Start of Input material

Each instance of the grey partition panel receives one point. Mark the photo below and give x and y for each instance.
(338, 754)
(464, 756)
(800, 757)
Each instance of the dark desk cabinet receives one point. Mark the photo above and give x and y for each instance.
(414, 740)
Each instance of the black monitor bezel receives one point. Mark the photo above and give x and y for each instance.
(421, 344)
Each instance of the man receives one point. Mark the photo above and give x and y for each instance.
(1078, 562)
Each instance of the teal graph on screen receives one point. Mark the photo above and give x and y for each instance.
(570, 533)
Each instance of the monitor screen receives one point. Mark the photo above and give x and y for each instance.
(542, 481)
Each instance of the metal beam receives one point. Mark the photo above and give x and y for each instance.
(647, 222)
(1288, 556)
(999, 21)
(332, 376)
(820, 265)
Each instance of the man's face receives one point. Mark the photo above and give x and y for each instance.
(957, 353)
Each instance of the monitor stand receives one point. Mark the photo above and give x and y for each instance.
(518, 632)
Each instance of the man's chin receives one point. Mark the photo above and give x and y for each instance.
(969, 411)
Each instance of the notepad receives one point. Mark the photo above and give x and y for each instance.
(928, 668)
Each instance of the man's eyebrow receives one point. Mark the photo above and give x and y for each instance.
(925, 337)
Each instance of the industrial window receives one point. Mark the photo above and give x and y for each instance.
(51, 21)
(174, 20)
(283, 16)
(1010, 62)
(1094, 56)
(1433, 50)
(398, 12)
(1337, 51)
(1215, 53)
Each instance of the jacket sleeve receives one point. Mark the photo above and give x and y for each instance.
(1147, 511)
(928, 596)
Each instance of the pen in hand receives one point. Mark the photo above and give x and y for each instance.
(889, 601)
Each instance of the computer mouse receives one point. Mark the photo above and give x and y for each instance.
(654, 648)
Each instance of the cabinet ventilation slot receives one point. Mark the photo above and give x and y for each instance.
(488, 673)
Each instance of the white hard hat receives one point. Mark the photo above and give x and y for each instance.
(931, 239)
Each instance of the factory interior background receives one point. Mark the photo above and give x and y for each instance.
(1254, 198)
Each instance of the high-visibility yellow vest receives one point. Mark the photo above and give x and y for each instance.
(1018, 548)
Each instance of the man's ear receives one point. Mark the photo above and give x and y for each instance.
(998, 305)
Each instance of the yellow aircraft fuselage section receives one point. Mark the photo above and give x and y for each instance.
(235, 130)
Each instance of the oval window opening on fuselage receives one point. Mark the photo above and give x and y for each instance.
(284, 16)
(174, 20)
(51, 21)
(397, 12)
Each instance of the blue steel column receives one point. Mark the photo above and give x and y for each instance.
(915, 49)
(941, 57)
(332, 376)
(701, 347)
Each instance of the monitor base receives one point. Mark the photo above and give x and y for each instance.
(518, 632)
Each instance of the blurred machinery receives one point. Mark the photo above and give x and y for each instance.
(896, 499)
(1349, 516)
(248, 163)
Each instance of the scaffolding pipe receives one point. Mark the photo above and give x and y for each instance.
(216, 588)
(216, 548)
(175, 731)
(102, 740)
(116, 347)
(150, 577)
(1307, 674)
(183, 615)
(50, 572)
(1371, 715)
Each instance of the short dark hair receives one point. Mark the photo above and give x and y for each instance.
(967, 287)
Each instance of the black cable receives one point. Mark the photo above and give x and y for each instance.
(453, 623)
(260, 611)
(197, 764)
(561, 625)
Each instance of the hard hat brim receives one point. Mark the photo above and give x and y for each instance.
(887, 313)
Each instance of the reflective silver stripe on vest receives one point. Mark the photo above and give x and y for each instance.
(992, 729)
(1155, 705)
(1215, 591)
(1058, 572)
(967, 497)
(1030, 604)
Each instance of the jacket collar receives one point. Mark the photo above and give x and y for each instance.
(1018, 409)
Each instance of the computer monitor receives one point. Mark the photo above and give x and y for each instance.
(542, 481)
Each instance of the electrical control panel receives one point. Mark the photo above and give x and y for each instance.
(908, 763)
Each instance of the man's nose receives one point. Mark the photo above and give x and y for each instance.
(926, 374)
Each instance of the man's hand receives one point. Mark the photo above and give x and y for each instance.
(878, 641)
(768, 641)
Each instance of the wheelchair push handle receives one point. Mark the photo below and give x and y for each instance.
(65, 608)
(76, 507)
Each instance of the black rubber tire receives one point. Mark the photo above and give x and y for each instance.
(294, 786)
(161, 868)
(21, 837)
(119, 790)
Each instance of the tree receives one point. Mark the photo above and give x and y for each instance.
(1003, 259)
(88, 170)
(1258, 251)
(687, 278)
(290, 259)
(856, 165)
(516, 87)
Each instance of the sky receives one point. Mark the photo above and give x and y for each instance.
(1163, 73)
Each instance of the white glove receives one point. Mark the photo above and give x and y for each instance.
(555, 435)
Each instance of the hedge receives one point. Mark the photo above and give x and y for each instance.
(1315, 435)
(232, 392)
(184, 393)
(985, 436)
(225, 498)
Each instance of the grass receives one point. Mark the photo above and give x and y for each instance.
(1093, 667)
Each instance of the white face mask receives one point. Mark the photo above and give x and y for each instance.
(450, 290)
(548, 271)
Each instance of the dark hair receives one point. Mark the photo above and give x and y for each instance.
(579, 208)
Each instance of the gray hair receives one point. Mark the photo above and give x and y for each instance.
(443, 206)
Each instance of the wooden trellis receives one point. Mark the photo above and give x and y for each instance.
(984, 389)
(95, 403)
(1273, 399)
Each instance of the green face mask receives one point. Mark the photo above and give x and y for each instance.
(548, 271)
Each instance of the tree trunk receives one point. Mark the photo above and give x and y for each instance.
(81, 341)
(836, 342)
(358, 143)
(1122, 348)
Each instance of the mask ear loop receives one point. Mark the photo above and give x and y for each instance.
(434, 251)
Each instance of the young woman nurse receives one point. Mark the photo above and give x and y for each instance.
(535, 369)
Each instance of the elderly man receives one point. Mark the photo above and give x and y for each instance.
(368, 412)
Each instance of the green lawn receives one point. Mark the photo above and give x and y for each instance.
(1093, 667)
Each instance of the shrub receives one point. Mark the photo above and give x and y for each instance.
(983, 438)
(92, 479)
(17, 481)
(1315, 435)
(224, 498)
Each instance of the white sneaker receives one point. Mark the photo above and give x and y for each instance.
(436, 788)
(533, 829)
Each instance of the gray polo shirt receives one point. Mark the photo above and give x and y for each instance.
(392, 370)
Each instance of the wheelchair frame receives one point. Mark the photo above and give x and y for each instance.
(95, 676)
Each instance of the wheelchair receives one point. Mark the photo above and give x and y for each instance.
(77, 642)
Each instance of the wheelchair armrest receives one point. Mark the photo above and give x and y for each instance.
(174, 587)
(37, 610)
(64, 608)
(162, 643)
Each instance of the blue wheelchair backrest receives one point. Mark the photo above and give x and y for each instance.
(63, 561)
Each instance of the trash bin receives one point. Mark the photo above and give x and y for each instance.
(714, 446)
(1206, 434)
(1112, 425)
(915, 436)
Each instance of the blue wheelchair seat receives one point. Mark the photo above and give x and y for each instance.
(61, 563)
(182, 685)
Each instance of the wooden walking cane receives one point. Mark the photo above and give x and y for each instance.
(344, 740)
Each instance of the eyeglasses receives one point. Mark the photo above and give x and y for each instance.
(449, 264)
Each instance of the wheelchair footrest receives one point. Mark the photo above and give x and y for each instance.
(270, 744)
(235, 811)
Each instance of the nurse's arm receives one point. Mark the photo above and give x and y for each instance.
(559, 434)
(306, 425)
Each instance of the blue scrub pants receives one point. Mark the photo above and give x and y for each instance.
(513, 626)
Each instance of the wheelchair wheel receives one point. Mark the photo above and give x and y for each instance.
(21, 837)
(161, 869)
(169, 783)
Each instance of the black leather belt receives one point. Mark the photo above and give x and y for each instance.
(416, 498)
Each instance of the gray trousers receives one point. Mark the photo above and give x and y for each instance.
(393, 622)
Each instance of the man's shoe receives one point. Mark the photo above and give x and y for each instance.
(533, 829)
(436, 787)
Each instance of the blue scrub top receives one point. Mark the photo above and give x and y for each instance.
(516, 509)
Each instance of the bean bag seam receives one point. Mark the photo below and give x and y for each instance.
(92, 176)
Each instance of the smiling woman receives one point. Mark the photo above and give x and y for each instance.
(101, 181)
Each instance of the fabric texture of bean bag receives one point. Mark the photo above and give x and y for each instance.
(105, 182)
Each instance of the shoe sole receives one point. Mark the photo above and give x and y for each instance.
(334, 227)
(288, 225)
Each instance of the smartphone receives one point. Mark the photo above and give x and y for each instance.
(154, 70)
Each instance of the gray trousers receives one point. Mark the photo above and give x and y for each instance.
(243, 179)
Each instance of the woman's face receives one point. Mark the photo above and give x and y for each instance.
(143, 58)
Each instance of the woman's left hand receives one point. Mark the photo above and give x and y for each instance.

End of Input material

Could you copy exactly the lines from the one containing "Each instance of the woman's face" through the end of the records above, and nothing more?

Each instance of the woman's face receives one point. Mark the photo above and give x and y for each instance.
(143, 58)
Each instance of the woman's left hand receives one point. Mark the photo above and give x and y for each instance.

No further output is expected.